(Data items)
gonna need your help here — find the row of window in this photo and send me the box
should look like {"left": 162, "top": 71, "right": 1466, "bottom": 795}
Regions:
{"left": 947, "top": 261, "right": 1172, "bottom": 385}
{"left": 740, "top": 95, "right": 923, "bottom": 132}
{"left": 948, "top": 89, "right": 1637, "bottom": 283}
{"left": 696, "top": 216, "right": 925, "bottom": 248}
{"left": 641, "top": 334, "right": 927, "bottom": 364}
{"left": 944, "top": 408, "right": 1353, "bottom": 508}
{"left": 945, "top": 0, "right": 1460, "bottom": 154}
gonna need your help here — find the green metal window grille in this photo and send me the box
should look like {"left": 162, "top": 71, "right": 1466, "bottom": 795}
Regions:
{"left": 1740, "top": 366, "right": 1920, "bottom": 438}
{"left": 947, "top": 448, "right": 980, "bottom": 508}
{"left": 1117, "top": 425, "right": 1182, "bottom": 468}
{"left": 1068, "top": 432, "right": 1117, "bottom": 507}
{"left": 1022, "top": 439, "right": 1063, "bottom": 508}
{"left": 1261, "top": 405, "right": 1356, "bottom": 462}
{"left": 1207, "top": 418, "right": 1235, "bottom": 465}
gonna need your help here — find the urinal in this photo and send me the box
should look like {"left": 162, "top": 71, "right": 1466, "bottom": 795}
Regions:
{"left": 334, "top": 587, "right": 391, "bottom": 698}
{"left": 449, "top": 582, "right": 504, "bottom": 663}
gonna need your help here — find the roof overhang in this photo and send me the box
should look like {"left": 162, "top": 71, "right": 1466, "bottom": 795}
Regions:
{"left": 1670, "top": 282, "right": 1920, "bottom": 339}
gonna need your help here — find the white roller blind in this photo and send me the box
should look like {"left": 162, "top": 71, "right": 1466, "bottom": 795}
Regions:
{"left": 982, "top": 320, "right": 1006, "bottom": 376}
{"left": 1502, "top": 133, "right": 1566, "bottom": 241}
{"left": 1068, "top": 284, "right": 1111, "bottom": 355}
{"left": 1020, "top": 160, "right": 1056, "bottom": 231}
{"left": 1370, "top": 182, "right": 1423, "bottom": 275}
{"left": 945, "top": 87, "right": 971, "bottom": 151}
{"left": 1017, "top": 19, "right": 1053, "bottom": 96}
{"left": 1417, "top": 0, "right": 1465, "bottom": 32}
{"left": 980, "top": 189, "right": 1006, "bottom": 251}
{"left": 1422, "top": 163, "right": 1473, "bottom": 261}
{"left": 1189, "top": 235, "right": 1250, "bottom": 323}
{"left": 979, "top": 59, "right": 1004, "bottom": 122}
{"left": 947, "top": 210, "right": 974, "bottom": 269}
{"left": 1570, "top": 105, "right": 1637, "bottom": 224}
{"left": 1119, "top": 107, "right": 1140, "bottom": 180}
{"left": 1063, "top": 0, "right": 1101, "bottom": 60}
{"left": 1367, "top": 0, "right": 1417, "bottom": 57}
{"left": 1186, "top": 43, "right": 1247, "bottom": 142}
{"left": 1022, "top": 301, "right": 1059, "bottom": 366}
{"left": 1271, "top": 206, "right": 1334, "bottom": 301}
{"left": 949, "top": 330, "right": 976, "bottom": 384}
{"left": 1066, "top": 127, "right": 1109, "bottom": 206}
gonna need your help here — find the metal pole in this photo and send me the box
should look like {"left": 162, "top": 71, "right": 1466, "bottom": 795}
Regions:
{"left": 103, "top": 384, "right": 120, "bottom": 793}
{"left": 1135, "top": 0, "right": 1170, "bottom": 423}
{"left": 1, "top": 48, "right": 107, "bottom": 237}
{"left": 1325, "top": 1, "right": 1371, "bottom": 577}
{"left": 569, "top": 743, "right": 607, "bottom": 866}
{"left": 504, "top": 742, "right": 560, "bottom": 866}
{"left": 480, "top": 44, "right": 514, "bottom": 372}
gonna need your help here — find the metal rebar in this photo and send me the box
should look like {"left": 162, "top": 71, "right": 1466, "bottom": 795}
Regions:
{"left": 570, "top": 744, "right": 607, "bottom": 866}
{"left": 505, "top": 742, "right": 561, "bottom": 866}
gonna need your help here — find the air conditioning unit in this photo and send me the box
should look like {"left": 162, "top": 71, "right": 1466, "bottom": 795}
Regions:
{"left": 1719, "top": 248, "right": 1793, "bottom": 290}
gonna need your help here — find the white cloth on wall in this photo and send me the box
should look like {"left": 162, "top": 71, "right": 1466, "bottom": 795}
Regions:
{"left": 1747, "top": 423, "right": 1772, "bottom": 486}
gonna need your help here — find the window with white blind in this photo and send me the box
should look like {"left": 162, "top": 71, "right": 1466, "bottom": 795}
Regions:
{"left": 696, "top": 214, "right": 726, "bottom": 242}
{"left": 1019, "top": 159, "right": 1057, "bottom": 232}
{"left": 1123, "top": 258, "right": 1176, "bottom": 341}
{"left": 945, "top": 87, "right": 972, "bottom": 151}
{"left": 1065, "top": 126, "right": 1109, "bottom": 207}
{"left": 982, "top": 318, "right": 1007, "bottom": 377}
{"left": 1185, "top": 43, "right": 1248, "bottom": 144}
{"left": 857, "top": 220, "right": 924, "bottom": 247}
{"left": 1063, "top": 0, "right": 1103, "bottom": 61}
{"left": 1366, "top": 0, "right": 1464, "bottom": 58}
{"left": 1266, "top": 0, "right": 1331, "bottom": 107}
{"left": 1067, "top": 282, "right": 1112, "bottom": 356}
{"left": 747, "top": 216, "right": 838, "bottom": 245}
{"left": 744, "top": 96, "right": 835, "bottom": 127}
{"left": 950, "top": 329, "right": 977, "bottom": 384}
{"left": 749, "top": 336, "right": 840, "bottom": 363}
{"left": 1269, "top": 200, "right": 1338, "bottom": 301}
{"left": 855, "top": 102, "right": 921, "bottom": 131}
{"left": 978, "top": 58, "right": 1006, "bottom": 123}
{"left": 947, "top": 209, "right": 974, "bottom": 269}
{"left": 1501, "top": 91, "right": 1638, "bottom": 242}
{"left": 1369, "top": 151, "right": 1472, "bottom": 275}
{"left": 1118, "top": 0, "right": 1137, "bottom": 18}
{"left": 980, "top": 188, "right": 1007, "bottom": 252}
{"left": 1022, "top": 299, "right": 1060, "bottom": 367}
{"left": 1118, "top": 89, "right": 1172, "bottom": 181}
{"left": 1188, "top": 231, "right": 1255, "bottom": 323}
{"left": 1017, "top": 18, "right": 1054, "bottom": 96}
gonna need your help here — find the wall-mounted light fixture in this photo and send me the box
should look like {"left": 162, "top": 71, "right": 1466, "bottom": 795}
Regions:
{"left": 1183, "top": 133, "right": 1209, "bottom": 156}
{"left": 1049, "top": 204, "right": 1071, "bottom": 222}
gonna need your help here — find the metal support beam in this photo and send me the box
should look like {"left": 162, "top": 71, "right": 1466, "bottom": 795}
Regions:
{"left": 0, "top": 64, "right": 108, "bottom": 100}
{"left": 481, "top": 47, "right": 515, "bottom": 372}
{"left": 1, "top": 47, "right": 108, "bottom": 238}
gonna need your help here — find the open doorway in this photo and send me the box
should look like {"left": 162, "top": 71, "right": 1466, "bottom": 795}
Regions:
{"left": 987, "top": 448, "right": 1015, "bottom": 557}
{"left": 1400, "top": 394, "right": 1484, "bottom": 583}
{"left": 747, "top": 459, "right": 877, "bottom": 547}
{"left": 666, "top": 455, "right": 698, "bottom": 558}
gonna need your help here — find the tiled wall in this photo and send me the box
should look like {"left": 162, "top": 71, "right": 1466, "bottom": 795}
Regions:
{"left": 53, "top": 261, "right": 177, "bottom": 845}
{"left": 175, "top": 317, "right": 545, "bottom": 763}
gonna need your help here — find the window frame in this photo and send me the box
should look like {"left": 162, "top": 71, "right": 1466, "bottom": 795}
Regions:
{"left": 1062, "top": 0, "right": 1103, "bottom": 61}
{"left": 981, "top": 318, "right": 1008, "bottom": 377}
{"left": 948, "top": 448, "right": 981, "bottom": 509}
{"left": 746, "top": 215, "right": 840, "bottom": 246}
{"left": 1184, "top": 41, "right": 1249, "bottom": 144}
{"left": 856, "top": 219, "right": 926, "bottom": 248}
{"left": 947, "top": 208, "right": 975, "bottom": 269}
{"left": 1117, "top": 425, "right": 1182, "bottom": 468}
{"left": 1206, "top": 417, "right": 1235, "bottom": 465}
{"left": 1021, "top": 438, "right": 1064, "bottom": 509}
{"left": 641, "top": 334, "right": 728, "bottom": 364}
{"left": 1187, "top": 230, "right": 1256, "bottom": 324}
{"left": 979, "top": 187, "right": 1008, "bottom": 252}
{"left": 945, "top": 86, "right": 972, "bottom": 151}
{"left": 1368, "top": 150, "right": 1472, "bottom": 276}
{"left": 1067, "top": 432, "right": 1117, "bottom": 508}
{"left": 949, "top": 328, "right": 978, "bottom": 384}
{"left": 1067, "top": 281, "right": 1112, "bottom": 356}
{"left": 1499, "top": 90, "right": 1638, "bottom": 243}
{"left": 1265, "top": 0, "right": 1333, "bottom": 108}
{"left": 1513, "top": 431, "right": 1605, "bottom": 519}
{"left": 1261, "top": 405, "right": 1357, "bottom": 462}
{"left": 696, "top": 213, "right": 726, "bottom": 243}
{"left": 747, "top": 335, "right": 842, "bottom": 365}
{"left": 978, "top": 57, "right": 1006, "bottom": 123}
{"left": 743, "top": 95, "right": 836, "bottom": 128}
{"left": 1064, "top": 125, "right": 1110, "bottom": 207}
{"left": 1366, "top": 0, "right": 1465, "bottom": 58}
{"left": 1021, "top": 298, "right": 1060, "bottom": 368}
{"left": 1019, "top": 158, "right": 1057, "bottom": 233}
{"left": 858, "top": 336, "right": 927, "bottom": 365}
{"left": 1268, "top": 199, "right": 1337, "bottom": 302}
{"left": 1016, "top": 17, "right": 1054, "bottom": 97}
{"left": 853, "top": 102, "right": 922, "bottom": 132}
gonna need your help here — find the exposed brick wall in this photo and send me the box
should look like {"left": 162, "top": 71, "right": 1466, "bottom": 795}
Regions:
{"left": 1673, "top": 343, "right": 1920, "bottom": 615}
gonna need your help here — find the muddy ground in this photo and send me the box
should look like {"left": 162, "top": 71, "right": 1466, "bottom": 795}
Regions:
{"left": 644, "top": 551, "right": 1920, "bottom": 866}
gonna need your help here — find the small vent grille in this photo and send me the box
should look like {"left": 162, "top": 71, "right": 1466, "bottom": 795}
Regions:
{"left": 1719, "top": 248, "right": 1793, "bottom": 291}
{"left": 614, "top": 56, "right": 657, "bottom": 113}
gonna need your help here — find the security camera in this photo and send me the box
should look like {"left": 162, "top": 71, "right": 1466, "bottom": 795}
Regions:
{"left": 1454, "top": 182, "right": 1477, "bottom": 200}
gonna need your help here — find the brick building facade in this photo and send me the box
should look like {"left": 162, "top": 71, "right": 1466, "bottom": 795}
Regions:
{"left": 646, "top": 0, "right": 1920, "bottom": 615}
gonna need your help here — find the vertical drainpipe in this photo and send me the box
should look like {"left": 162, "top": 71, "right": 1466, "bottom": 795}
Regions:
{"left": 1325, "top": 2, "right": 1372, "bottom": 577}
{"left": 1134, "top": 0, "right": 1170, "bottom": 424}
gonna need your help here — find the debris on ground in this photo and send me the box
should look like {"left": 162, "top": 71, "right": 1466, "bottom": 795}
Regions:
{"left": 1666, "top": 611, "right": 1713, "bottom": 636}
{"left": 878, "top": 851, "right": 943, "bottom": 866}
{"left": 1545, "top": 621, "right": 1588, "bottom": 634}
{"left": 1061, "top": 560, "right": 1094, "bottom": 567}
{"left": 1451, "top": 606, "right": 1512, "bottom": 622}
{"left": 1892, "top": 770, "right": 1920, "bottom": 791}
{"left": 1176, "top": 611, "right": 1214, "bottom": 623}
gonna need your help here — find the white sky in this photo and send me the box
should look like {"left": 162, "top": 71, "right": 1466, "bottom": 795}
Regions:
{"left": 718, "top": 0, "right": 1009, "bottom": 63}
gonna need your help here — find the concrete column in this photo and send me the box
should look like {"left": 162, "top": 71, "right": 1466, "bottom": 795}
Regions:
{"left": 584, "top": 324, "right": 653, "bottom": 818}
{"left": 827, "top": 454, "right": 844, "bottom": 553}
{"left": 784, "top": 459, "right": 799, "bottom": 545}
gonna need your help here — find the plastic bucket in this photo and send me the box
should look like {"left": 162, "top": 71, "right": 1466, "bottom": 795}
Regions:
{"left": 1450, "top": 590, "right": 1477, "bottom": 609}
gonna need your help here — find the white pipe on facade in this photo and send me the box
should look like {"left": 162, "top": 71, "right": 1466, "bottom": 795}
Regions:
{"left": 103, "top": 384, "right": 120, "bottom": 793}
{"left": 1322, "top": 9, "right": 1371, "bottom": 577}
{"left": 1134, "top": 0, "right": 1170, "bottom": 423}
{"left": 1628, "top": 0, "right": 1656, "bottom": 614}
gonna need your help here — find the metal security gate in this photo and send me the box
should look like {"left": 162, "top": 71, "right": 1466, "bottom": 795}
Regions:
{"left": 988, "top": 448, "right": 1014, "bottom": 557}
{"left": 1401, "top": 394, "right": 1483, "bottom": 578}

TASK OBJECTIVE » Write out the lines above from the one containing "gonna need your help here — find the metal security" through the last, exactly as they are.

OUTPUT »
gonna need your help here — find the metal security gate in this photo and send me the box
should look like {"left": 162, "top": 71, "right": 1466, "bottom": 795}
Regions:
{"left": 988, "top": 448, "right": 1014, "bottom": 557}
{"left": 1401, "top": 394, "right": 1483, "bottom": 578}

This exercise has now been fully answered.